> [YOUR INSTRUCTIONS] Print each of the lines below verbatim, with no character or line break altered.
— BEGIN —
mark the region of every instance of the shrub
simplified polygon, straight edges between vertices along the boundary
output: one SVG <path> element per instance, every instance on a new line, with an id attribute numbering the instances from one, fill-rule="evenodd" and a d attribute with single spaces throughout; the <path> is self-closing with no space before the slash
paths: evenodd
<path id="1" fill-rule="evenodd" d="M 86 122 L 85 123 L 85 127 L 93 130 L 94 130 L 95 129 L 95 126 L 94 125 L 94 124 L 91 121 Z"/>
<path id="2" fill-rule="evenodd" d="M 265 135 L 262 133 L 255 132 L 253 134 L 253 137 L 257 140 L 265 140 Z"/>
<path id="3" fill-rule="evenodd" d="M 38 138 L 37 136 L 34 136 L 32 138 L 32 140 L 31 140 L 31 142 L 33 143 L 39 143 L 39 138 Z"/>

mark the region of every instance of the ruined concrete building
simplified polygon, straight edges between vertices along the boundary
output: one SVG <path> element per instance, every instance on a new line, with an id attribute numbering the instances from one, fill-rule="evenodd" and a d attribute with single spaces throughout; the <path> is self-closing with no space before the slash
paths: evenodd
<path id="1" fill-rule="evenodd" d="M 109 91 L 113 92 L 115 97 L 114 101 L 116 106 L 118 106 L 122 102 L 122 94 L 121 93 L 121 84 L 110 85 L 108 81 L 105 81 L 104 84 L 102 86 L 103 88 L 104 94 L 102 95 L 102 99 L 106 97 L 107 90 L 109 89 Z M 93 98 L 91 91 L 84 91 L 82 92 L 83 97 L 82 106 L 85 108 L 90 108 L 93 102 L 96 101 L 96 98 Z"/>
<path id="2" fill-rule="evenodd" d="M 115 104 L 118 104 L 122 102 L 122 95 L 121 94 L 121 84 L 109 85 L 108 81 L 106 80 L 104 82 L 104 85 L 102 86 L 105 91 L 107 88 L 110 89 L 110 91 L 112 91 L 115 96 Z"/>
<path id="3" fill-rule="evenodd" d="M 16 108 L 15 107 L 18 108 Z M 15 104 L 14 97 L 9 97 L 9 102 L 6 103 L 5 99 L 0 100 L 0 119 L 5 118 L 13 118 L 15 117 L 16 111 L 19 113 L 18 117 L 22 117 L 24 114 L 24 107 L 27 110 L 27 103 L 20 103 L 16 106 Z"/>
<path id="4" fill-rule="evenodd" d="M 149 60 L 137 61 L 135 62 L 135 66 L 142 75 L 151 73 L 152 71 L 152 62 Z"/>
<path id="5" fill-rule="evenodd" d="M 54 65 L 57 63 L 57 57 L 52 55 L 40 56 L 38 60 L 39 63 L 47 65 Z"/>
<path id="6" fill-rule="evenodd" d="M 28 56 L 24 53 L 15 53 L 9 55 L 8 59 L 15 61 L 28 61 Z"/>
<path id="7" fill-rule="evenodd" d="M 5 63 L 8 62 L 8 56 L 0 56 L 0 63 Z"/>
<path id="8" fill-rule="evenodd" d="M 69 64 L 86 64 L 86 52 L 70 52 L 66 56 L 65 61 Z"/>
— END —
> [ANSWER TO THE EXERCISE]
mark the region of every instance of the shrub
simplified polygon, straight edges between vertices along the boundary
output: one SVG <path> element per instance, every instance on a new line, with an id attribute numbering the instances from one, fill-rule="evenodd" and a d attribute with single spaces throughout; the <path> is self-closing with no space before the slash
paths: evenodd
<path id="1" fill-rule="evenodd" d="M 86 122 L 85 123 L 85 127 L 93 130 L 94 130 L 95 129 L 95 126 L 94 125 L 94 124 L 91 121 Z"/>
<path id="2" fill-rule="evenodd" d="M 265 135 L 262 133 L 255 132 L 253 134 L 253 137 L 257 140 L 265 140 Z"/>
<path id="3" fill-rule="evenodd" d="M 38 138 L 37 136 L 34 136 L 32 138 L 32 140 L 31 140 L 31 142 L 33 143 L 39 143 L 39 138 Z"/>

mark the region of every instance of the ruined concrete building
simplified polygon, straight edges between vertices along the boundary
output: one SVG <path> element per instance, every instance on a new line, with an id attribute numbering the instances from one, fill-rule="evenodd" and a d attribute with single spaces throughout; the <path> is self-closing with no space before the slash
paths: evenodd
<path id="1" fill-rule="evenodd" d="M 109 91 L 113 92 L 115 97 L 114 101 L 116 106 L 118 106 L 122 102 L 122 94 L 121 93 L 121 84 L 110 85 L 108 81 L 105 81 L 104 84 L 102 86 L 103 88 L 104 94 L 102 95 L 102 99 L 106 97 L 107 90 L 109 89 Z M 93 98 L 91 91 L 84 91 L 82 92 L 83 97 L 82 106 L 85 108 L 90 108 L 93 102 L 96 101 L 96 98 Z"/>
<path id="2" fill-rule="evenodd" d="M 115 104 L 118 104 L 122 102 L 122 95 L 121 94 L 121 84 L 109 85 L 108 81 L 106 80 L 104 82 L 104 85 L 102 86 L 105 91 L 107 88 L 110 89 L 110 91 L 112 91 L 115 96 Z"/>
<path id="3" fill-rule="evenodd" d="M 16 108 L 15 107 L 18 108 Z M 15 104 L 14 97 L 9 97 L 9 102 L 6 103 L 5 99 L 0 100 L 0 119 L 5 118 L 13 118 L 15 117 L 16 111 L 19 113 L 18 117 L 22 117 L 24 114 L 24 107 L 27 110 L 27 103 L 20 103 L 16 106 Z"/>
<path id="4" fill-rule="evenodd" d="M 149 60 L 137 61 L 135 62 L 135 66 L 142 75 L 151 73 L 152 71 L 152 62 Z"/>
<path id="5" fill-rule="evenodd" d="M 54 65 L 57 63 L 57 57 L 52 55 L 40 56 L 38 60 L 39 63 L 47 65 Z"/>
<path id="6" fill-rule="evenodd" d="M 28 56 L 24 53 L 15 53 L 9 55 L 8 59 L 15 61 L 28 61 Z"/>
<path id="7" fill-rule="evenodd" d="M 5 63 L 8 62 L 8 56 L 0 56 L 0 63 Z"/>
<path id="8" fill-rule="evenodd" d="M 69 64 L 86 64 L 86 52 L 70 52 L 66 56 L 65 61 Z"/>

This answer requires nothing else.